§ **Exercice 1**: Restituez sous forme de liste numérotée, sans les lignes vides, les lignes des entrées situées entre celle qui contient « each like (725,214). » et celle qui contient « <point>648,155</point> », ces deux lignes comprises. N'incluez pas les images dans la réponse.

§ **Texte de référence**:
· · · · · · ·

Grosses délivrées REPUBLIQUE FRANCAISE
aux parties le :AU NOM DU PEUPLE FRANCAIS
COUR D'APPEL DE PARIS
Pôle 2 - Chambre 1
ARRET 9 NOVEMBRE 2010
(n° 303, 4 pages)
Numéro d'inscription au répertoire général : 08/19667
Décision déférée à la Cour : Jugement du 24 Septembre 2008 -Tribunal de Grande Instance de PARIS - RG n° 06/02844
APPELANTES
SARL SODILAP poursuites et diligences de ses représentants légaux
[Adresse 7]
[Localité 1]
représentée par la SCP LAGOURGUE - OLIVIER, avoués à la Cour
assistée de Me Patricia BONZANINI-BECKER, avocat au barreau de GRASSE
SARL SANISER représentée par son gérant
[Adresse 7]
[Localité 1]
représentée par la SCP LAGOURGUE - OLIVIER, avoués à la Cour
assistée de Me Patricia BONZANINI-BECKER, avocat au barreau de GRASSE
INTIMEES
Madame [H] [U] ès-qualités de mère de [N] [R], née le [Date naissance 2] 2004 de son union avec Monsieur [K] [R] décédé le [Date décès 4] 2004
[Adresse 5]
[Localité 6]
représentée par la SCP HARDOUIN, avoués à la Cour
assistée de Me Bruno CHAIN LACGER, avocat au barreau de PARIS, toque : P 462
Association
SOCIETE COVEA RISKS, prise en la personne de ses représentants légau
[Adresse 3]
[Localité 8]
représentée par la SCP HARDOUIN, avoués à la Cour
assistée de Me Bruno CHAIN LACGER, avocat au barreau de PARIS, toque : P 462
Association
COMPOSITION DE LA COUR :
L'affaire a été débattue le 25 mai 2010, en audience publique, le rapport entendu conformément à l'article 785 du code de procédure civile, devant la Cour composée de :
Monsieur François GRANDPIERRE, Président de chambre
Madame Brigitte HORBETTE, Conseiller
Madame Dominique GUEGUEN, Conseiller
qui en ont délibéré
Greffier, lors des débats : Madame Noëlle KLEIN
ARRET :
- contradictoire
- rendu publiquement par Madame Brigitte HORBETTE conseiller ayant délibéré en l'empêchement du Président,
- par mise à disposition de l'arrêt au greffe de la Cour, les parties en ayant été préalablement avisées dans les conditions prévues au deuxième alinéa de l'article 450 du code de procédure civile.

· · · · · · ·

§ **Exercice 2**: Relevez dans l'arrêt les membres composant la Cour, en précisant la fonction de chacun.

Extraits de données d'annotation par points
· · · · · · ·

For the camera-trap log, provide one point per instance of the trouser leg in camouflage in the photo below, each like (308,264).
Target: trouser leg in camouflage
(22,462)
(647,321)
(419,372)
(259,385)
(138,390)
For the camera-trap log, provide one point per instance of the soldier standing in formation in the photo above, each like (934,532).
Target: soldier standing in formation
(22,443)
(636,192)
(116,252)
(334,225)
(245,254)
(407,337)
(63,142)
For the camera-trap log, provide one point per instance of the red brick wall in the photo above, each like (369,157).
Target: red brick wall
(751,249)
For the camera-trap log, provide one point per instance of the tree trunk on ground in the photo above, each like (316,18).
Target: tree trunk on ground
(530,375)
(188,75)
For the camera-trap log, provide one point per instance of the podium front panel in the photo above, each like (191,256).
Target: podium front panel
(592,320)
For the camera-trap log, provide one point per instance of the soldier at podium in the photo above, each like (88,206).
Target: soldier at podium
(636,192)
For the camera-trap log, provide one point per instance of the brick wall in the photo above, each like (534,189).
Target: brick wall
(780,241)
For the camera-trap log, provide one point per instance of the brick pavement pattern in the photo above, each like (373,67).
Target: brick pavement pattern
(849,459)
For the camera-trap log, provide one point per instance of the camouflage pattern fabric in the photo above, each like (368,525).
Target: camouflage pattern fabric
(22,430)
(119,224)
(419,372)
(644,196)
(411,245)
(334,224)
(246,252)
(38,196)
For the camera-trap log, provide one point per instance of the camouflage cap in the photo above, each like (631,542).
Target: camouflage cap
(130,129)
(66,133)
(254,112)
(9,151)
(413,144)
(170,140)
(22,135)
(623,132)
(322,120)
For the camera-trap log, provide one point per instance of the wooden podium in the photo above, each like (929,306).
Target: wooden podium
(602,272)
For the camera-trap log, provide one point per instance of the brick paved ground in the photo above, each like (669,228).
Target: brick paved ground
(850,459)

· · · · · · ·

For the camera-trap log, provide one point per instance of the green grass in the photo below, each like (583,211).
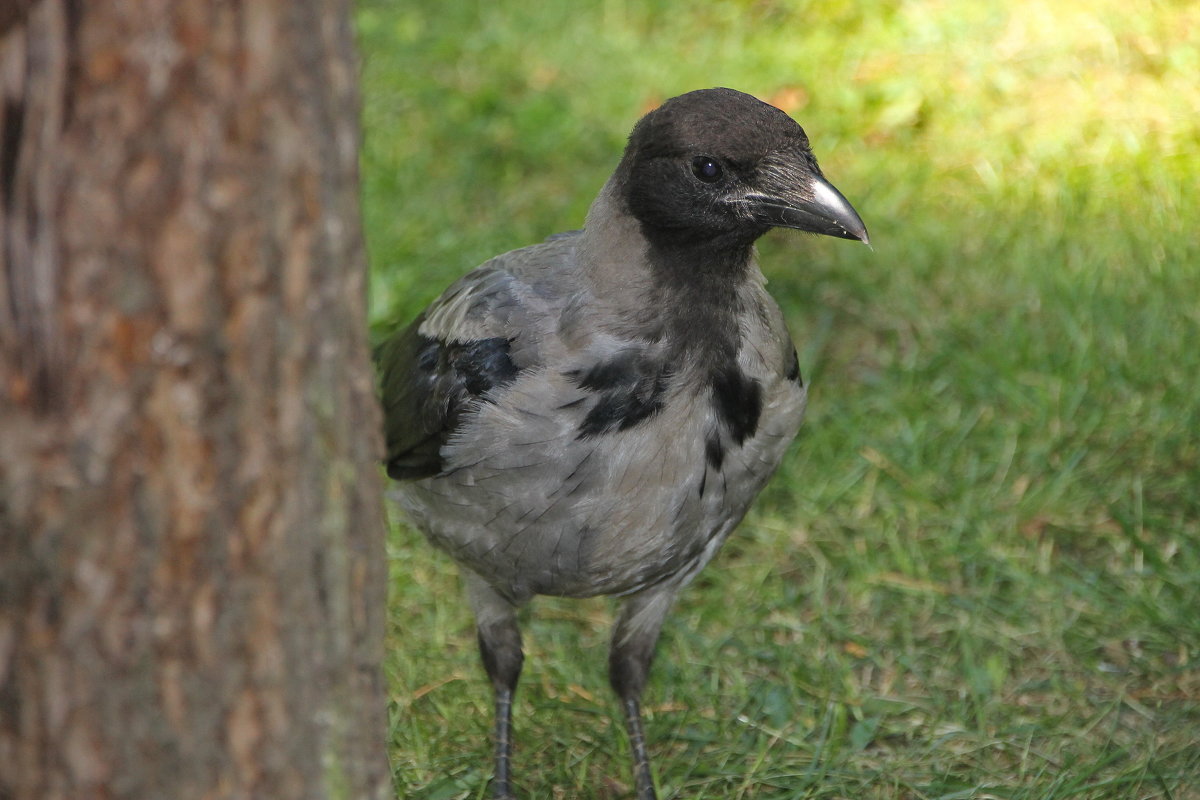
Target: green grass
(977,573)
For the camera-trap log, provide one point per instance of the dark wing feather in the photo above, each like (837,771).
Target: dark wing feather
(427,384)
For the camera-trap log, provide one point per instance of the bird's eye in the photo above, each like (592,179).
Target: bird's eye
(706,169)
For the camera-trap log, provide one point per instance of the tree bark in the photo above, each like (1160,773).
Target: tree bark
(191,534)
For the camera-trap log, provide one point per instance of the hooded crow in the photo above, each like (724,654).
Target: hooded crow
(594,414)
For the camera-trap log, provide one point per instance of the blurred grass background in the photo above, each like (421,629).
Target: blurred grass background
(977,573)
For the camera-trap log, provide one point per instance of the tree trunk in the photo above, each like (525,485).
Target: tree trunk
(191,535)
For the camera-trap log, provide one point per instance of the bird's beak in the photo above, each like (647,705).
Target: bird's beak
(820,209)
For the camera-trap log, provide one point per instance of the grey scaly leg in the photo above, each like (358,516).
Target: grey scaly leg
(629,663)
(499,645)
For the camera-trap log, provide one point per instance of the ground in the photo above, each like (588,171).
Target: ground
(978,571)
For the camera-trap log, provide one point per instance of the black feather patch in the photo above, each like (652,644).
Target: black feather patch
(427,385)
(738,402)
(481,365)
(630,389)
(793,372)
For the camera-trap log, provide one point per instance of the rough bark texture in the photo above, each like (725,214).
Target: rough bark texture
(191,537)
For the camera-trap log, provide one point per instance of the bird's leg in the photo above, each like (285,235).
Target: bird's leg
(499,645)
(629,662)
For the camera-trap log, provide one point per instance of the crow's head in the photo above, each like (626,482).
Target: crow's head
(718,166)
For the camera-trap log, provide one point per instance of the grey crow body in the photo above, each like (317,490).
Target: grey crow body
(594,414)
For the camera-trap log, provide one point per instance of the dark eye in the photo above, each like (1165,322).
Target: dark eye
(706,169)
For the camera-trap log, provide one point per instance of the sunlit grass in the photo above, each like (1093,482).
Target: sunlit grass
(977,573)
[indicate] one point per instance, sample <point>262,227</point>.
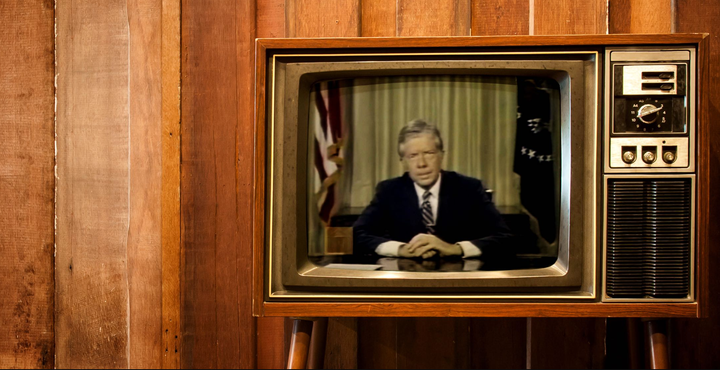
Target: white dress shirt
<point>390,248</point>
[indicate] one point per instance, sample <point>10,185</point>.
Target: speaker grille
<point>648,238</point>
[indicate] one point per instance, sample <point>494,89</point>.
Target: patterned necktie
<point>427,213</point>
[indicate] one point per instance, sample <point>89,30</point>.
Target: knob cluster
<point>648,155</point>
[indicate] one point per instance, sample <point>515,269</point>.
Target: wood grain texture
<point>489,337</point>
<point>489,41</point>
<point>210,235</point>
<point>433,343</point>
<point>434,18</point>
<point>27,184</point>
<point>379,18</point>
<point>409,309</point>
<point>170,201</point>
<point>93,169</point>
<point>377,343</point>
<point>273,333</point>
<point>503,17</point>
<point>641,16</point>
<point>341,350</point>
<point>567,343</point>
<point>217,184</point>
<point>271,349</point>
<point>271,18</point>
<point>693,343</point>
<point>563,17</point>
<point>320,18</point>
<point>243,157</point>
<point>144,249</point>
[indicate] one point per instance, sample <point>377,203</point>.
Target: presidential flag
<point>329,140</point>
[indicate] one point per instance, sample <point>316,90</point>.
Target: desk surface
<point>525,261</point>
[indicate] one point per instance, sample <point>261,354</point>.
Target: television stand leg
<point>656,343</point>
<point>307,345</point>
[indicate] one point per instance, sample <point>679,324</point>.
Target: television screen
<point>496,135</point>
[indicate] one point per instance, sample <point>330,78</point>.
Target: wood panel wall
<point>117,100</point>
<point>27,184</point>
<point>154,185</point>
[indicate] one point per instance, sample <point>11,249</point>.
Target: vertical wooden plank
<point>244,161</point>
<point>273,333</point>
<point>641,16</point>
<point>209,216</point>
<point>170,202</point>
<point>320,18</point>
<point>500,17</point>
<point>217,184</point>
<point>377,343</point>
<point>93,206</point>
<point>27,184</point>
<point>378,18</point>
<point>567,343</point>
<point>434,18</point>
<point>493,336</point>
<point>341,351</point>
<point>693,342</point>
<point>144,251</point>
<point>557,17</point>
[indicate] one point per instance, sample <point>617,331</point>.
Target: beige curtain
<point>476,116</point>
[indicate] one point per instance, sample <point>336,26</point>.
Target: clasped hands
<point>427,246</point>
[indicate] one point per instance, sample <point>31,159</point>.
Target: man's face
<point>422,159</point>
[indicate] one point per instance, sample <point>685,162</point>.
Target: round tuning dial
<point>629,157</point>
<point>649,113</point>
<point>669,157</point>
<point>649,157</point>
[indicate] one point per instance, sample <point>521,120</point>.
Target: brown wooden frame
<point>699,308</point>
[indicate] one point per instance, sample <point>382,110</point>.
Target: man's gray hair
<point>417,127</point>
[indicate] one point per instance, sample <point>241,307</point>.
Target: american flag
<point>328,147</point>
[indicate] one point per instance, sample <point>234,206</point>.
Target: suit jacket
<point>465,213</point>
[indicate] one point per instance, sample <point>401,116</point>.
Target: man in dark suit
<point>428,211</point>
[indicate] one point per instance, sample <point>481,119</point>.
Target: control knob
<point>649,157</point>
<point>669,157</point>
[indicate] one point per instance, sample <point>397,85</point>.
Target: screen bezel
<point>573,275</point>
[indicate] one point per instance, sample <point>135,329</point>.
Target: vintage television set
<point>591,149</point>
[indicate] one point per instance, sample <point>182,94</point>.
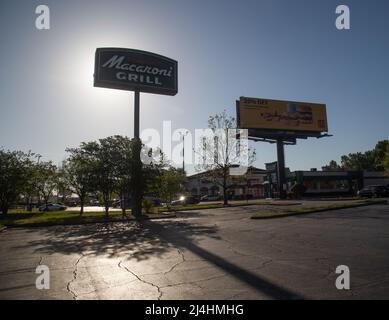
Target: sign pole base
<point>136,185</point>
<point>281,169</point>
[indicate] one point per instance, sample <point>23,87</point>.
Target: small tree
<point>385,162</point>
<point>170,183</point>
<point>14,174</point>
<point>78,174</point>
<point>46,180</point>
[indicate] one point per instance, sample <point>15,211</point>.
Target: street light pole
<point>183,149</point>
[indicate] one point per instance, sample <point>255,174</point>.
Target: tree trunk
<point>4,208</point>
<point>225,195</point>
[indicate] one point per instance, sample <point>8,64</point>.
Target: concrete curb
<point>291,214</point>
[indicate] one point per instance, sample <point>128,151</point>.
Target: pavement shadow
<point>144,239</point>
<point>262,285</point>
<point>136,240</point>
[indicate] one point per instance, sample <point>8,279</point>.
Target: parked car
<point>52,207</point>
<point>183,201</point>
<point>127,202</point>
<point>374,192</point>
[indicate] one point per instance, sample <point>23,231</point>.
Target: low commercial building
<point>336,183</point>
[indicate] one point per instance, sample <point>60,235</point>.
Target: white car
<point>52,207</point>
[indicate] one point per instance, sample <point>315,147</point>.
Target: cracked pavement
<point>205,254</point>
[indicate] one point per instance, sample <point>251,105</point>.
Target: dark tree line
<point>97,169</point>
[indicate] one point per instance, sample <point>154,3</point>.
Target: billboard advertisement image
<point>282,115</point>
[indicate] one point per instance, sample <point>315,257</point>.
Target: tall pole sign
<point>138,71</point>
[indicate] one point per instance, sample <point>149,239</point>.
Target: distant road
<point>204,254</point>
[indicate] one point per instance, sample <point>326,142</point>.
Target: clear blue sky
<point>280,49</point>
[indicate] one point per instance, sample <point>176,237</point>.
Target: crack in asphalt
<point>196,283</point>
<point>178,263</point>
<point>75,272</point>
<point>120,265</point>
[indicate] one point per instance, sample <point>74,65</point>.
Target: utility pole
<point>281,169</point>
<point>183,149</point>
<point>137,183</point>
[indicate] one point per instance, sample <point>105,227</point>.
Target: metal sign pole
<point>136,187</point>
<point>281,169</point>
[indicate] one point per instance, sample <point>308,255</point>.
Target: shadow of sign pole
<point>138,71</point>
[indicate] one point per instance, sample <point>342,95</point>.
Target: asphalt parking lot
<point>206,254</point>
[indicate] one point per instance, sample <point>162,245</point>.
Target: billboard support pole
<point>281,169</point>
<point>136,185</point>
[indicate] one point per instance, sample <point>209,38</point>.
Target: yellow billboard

· · · · · · ·

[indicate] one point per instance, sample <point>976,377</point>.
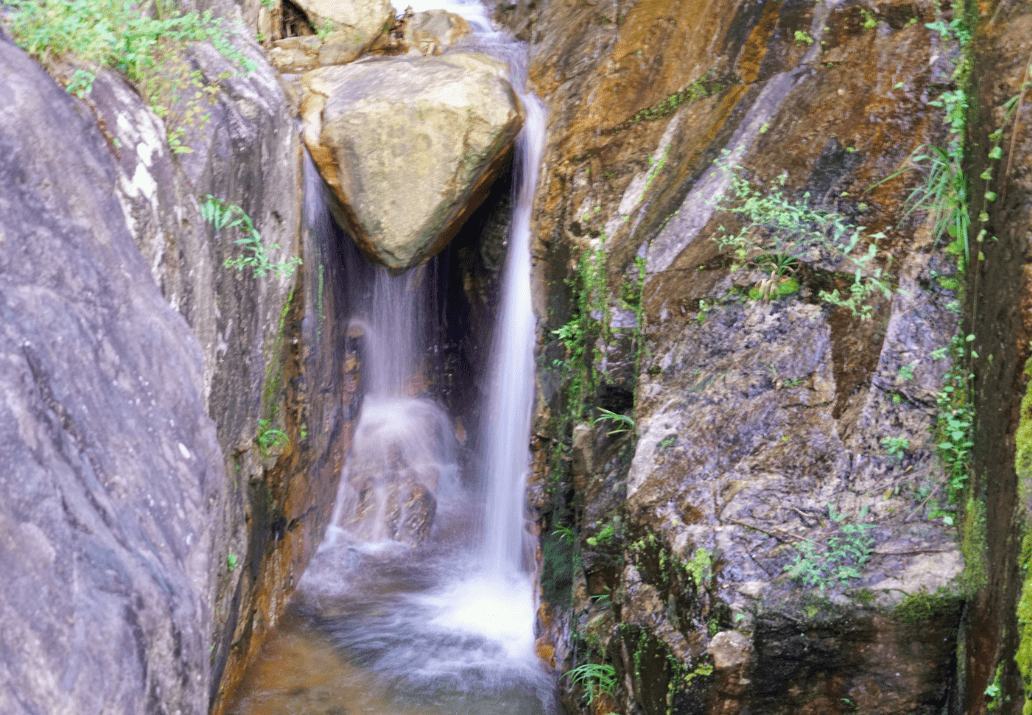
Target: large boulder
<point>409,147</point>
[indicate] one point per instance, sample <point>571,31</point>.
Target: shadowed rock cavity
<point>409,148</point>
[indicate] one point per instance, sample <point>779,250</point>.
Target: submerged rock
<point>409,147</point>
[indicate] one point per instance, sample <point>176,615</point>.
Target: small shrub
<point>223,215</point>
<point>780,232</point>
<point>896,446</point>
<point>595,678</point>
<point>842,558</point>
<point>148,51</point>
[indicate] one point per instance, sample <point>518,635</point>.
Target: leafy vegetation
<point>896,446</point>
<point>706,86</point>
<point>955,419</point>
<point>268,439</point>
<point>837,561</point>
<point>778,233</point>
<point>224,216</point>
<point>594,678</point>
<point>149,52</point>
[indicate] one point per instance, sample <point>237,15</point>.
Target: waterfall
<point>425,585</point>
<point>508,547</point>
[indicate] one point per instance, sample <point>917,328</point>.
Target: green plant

· · · · · · ·

§ **Corrigé 1**:
1. For the camera-trap log, provide one point per instance of the rough bark texture in the photo above, each like (725,214).
2. Target: rough bark texture
3. (191,537)
4. For the camera-trap log, provide one point per instance of the bird's leg in the photo above, each like (285,235).
5. Target: bird's leg
6. (499,645)
7. (629,662)
8. For the camera-trap log, provide one point per instance of the crow's head in the photo above, each like (626,482).
9. Target: crow's head
10. (718,166)
11. For the camera-trap log, provide one point per instance of the grey crow body in the photo above, each like (317,490).
12. Target: grey crow body
13. (594,414)
14. For the camera-trap log, provide one point per instance of the dark eye in the photo above, each like (1165,322).
15. Target: dark eye
16. (706,169)
17. For the camera-trap log, provide one point per instance of the sunlit grass in the photo above, each like (1093,482).
18. Target: sunlit grass
19. (977,573)
20. [indicate] one point per instance, sample <point>262,227</point>.
21. Target: white dress shirt
22. <point>390,248</point>
23. [indicate] one point per instance, sample <point>10,185</point>.
24. Target: speaker grille
25. <point>648,238</point>
26. [indicate] one point per instance, sample <point>494,89</point>.
27. Target: patterned necktie
28. <point>427,213</point>
29. [indicate] one point per instance, sample <point>89,30</point>.
30. Target: knob cluster
31. <point>648,155</point>

§ **Corrigé 2**:
- Monsieur François GRANDPIERRE, Président de chambre
- Madame Brigitte HORBETTE, Conseiller
- Madame Dominique GUEGUEN, Conseiller